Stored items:
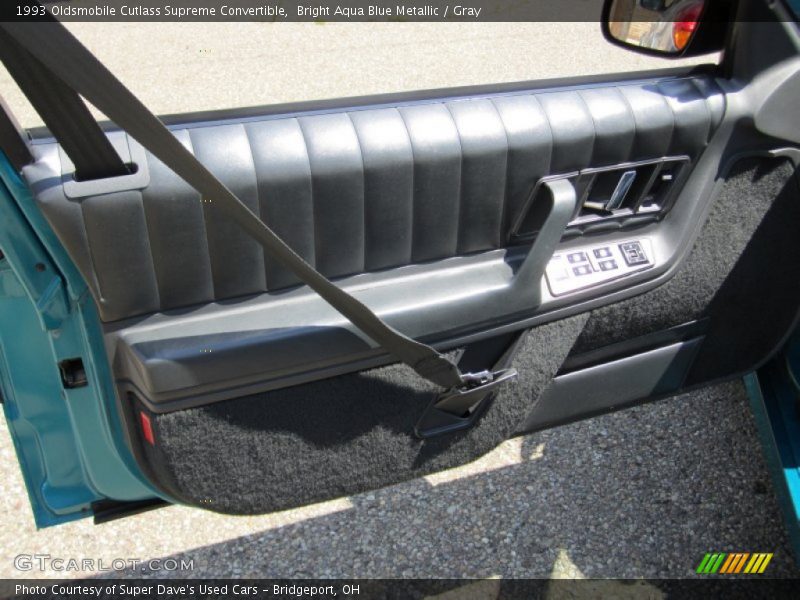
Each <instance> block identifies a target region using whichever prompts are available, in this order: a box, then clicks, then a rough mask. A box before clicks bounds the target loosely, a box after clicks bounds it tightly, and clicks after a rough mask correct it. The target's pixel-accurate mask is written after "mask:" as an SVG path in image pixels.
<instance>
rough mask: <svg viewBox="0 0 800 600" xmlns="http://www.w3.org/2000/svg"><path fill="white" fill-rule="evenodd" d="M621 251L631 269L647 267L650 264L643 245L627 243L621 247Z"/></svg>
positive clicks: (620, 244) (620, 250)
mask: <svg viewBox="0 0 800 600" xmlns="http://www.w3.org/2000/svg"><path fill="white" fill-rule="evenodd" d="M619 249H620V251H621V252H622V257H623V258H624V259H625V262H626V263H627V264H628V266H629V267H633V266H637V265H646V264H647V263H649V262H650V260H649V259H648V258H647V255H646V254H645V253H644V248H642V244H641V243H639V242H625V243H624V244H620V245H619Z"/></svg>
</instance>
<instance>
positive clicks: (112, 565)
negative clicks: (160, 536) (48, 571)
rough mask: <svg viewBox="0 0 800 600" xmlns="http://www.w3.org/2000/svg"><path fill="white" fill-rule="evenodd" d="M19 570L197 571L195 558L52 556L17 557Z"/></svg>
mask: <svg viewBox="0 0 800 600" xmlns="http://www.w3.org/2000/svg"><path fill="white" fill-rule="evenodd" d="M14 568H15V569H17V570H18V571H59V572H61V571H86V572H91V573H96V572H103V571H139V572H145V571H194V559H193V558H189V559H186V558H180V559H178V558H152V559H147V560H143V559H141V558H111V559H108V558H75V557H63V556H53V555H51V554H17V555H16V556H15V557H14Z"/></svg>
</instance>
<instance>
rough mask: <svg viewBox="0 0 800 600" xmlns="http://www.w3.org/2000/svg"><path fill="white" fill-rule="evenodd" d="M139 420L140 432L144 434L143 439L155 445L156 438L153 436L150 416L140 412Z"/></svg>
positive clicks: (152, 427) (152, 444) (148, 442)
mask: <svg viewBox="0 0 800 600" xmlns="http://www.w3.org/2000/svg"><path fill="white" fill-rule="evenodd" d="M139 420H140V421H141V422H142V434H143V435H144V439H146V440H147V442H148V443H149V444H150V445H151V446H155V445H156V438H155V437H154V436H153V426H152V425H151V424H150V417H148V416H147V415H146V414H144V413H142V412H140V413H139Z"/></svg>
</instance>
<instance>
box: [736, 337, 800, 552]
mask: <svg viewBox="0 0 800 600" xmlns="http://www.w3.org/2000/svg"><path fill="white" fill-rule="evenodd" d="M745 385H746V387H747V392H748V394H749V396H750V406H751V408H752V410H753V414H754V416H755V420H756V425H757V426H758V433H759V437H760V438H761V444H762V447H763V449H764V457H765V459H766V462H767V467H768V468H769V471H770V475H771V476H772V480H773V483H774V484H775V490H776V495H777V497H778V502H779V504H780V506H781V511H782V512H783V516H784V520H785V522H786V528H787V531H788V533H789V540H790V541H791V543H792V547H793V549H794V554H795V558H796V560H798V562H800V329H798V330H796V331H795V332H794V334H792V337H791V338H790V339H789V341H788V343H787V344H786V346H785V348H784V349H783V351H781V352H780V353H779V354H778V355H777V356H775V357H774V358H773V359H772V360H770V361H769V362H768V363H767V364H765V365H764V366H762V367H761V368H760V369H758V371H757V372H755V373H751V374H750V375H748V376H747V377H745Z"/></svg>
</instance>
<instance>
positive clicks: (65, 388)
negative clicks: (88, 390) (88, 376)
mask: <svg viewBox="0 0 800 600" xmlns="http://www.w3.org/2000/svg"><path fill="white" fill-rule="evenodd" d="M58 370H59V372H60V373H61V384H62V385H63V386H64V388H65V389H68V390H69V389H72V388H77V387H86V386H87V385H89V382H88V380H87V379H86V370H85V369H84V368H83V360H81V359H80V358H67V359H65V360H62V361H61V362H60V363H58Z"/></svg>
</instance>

WHAT IS EXPECTED:
In the entries above, the lines between the one holding "570L197 571L195 558L52" and the one holding "positive clicks: (65, 388)", inclusive, are to be printed exactly as written, and those alone.

WRITTEN RESPONSE:
rough mask: <svg viewBox="0 0 800 600" xmlns="http://www.w3.org/2000/svg"><path fill="white" fill-rule="evenodd" d="M19 570L197 571L195 558L52 556L17 557Z"/></svg>
mask: <svg viewBox="0 0 800 600" xmlns="http://www.w3.org/2000/svg"><path fill="white" fill-rule="evenodd" d="M14 568H15V569H17V570H18V571H59V572H61V571H86V572H91V573H96V572H103V571H139V572H145V571H194V559H193V558H189V559H186V558H180V559H178V558H152V559H147V560H143V559H141V558H111V559H108V558H75V557H63V556H53V555H51V554H17V555H16V556H15V557H14Z"/></svg>
</instance>
<instance>
rough mask: <svg viewBox="0 0 800 600" xmlns="http://www.w3.org/2000/svg"><path fill="white" fill-rule="evenodd" d="M139 420L140 432L144 434L143 439L155 445L156 438L153 436L150 416L140 412Z"/></svg>
positive clicks: (152, 427) (152, 444) (148, 442)
mask: <svg viewBox="0 0 800 600" xmlns="http://www.w3.org/2000/svg"><path fill="white" fill-rule="evenodd" d="M139 420H140V421H141V422H142V434H143V435H144V439H146V440H147V442H148V443H149V444H150V445H151V446H155V445H156V438H155V437H154V436H153V426H152V425H151V424H150V417H148V416H147V415H146V414H144V413H142V412H140V413H139Z"/></svg>
</instance>
<instance>
box: [736, 337, 800, 552]
mask: <svg viewBox="0 0 800 600" xmlns="http://www.w3.org/2000/svg"><path fill="white" fill-rule="evenodd" d="M745 385H746V387H747V392H748V394H749V396H750V406H751V408H752V410H753V414H754V416H755V420H756V425H757V426H758V433H759V437H760V438H761V444H762V447H763V449H764V457H765V459H766V462H767V467H768V468H769V471H770V475H771V476H772V480H773V483H774V484H775V490H776V495H777V497H778V502H779V504H780V506H781V511H782V512H783V516H784V520H785V522H786V528H787V531H788V533H789V540H790V541H791V543H792V547H793V549H794V554H795V558H796V560H798V562H800V329H798V330H796V331H795V332H794V334H792V337H791V338H790V339H789V341H788V343H787V344H786V346H785V348H784V349H783V351H781V352H780V353H779V354H778V355H777V356H775V357H774V358H773V359H772V360H770V361H769V362H768V363H767V364H765V365H764V366H762V367H761V368H760V369H758V371H757V372H755V373H751V374H750V375H748V376H747V377H745Z"/></svg>
</instance>
<instance>
positive clicks: (65, 388)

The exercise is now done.